→ AVAILABLE DATA
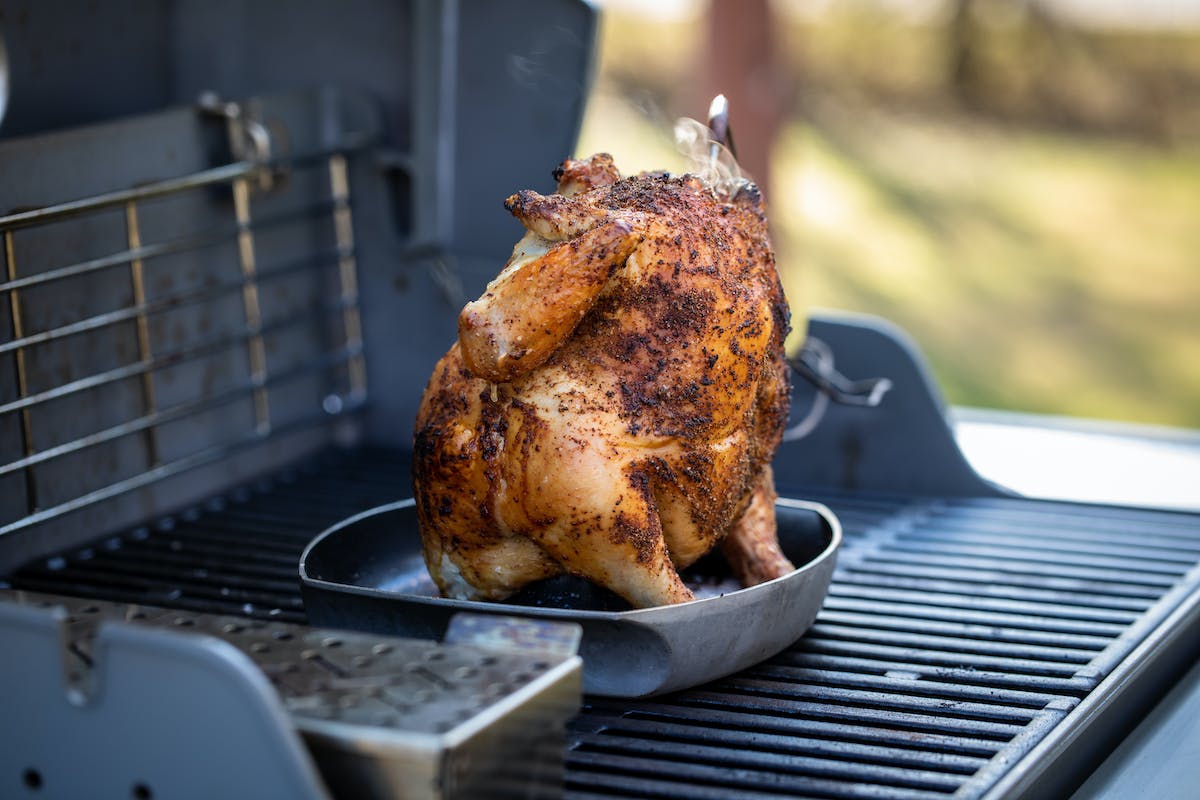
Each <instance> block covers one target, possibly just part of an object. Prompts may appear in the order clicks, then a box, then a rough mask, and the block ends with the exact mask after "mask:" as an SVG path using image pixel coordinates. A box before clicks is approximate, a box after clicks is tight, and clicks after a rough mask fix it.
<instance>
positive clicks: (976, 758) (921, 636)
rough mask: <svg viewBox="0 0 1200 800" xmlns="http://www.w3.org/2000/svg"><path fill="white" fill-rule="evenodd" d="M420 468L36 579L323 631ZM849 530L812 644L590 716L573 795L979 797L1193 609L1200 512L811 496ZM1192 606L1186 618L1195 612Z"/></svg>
mask: <svg viewBox="0 0 1200 800" xmlns="http://www.w3.org/2000/svg"><path fill="white" fill-rule="evenodd" d="M408 486H409V485H408V457H407V455H406V453H402V452H398V451H389V450H372V449H365V450H355V451H330V452H325V453H323V455H320V456H319V457H316V458H313V459H312V461H310V462H307V463H305V464H301V465H298V467H295V468H293V469H290V470H286V471H283V473H281V474H280V475H276V476H272V477H270V479H264V480H260V481H254V482H252V483H250V485H247V486H244V487H239V488H236V489H233V491H230V492H228V493H226V494H224V495H222V497H218V498H212V499H211V500H209V501H206V503H204V504H200V505H198V506H197V507H194V509H188V510H185V511H184V512H181V513H179V515H175V516H173V517H169V518H166V519H162V521H157V522H155V523H152V524H148V525H143V527H138V528H134V529H131V530H128V531H124V533H121V534H119V535H116V536H108V537H103V539H100V540H97V541H95V542H92V543H91V545H89V546H88V547H82V548H76V549H72V551H68V552H64V553H58V554H54V555H52V557H49V558H43V559H40V560H38V561H35V563H32V564H29V565H25V566H24V567H23V569H22V570H19V571H18V572H17V575H16V576H13V578H12V582H13V584H14V585H16V587H18V588H26V589H36V590H42V591H52V593H58V594H67V595H83V596H90V597H96V599H104V600H115V601H122V602H142V603H156V604H161V606H172V607H178V608H184V609H188V610H199V612H210V613H222V614H229V613H232V614H241V615H247V616H260V618H271V619H281V620H287V621H304V619H305V615H304V608H302V603H301V599H300V593H299V587H298V584H296V579H295V575H296V561H298V558H299V554H300V551H301V549H302V548H304V546H305V545H306V543H307V542H308V541H310V540H311V539H312V536H314V535H316V534H317V533H319V531H320V530H322V529H324V528H325V527H328V525H329V524H331V523H334V522H336V521H338V519H342V518H344V517H347V516H350V515H353V513H356V512H359V511H362V510H365V509H368V507H372V506H376V505H380V504H383V503H388V501H391V500H395V499H397V498H400V497H403V495H407V494H408ZM804 497H805V498H811V499H816V500H818V501H823V503H826V504H828V505H829V506H830V507H833V509H834V511H835V512H836V513H838V516H839V518H840V519H841V522H842V525H844V528H845V543H844V548H842V552H841V554H840V557H839V569H838V571H836V573H835V576H834V583H833V587H832V589H830V593H829V597H828V599H827V601H826V604H824V608H823V610H822V613H821V615H820V616H818V619H817V622H816V624H815V625H814V627H812V630H811V631H810V633H809V634H808V636H805V637H804V638H803V639H800V640H799V642H797V643H796V644H794V645H793V646H791V648H790V649H787V650H785V651H784V652H781V654H779V655H778V656H776V657H774V658H770V660H768V661H766V662H763V663H761V664H758V666H756V667H754V668H751V669H748V670H745V672H743V673H740V674H737V675H731V676H728V678H726V679H722V680H719V681H714V682H713V684H710V685H707V686H701V687H696V688H694V690H690V691H685V692H679V693H676V694H671V696H666V697H659V698H652V699H646V700H610V699H600V698H589V699H588V702H587V705H586V708H584V709H583V711H582V714H580V715H578V717H576V720H575V721H574V722H572V723H571V728H570V732H569V741H570V751H569V753H568V778H566V796H568V798H570V800H600V799H607V800H612V799H616V798H671V799H672V800H674V799H684V800H689V799H690V800H709V799H714V798H721V799H725V798H730V796H737V798H748V799H751V800H754V799H760V800H762V799H766V798H774V799H778V798H785V796H786V798H793V796H811V798H827V799H838V798H842V799H854V798H863V799H869V798H889V799H890V798H899V799H904V798H910V799H913V800H918V799H919V800H929V799H932V798H947V796H950V795H954V796H955V798H978V796H980V795H983V794H984V793H985V792H986V790H988V788H989V787H990V786H992V782H994V781H995V780H996V776H997V769H998V768H1000V765H1002V764H1015V763H1018V762H1019V760H1020V758H1021V757H1022V754H1025V753H1027V752H1028V751H1030V748H1031V747H1033V745H1036V744H1037V742H1038V741H1039V740H1040V739H1043V738H1044V736H1045V735H1046V734H1048V733H1049V732H1050V730H1052V729H1054V728H1055V726H1057V724H1060V723H1061V722H1062V720H1063V717H1066V716H1067V714H1069V712H1070V710H1072V709H1074V708H1076V706H1078V705H1079V704H1080V703H1081V702H1082V700H1084V699H1085V698H1087V697H1088V696H1090V693H1092V692H1093V691H1096V687H1097V686H1098V685H1099V682H1100V681H1102V680H1103V679H1104V676H1105V675H1108V674H1109V673H1110V672H1111V670H1112V668H1114V667H1115V666H1116V664H1118V663H1120V661H1121V660H1122V658H1123V657H1124V656H1126V655H1128V654H1129V652H1130V651H1132V650H1133V648H1135V646H1136V644H1138V643H1139V642H1140V640H1141V639H1142V638H1144V637H1145V636H1146V634H1147V633H1148V632H1150V631H1151V630H1153V627H1154V626H1156V625H1158V624H1160V621H1162V620H1163V619H1165V618H1166V615H1168V614H1169V613H1170V612H1171V610H1172V608H1174V607H1175V604H1178V602H1181V597H1183V596H1184V595H1186V594H1187V593H1189V591H1196V590H1200V589H1198V588H1196V587H1195V585H1193V584H1196V583H1200V569H1198V567H1196V565H1198V561H1200V518H1198V517H1196V516H1193V515H1183V513H1170V512H1153V511H1139V510H1126V509H1102V507H1093V506H1076V505H1070V504H1055V503H1040V501H1026V500H1018V499H1012V500H1006V499H986V500H982V499H980V500H974V499H966V500H949V499H937V498H907V497H899V495H862V494H841V493H829V492H826V493H805V494H804ZM1172 603H1174V604H1172Z"/></svg>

→ REQUIRED ACTION
Reproduce every line from the beginning of the items through the line containing "rough mask: <svg", inclusive, leaving out the pictures.

→ ANSWER
Each <instance> block covers one target, possibly just part of an object. Prompts may appear in the order clicks, then a box, then a rough mask, and the block ends with the exact mask after "mask:" as an SVG path using image pixel coordinates. A box before clicks is approximate, a box after clicks is tight, and clicks after a rough mask fix it.
<instance>
positive clicks: (976, 758) (921, 636)
rough mask: <svg viewBox="0 0 1200 800" xmlns="http://www.w3.org/2000/svg"><path fill="white" fill-rule="evenodd" d="M420 468L36 579L323 631ZM849 530L812 644L590 716L573 795L979 797L1193 609L1200 512L811 496ZM1192 606L1186 618L1195 612Z"/></svg>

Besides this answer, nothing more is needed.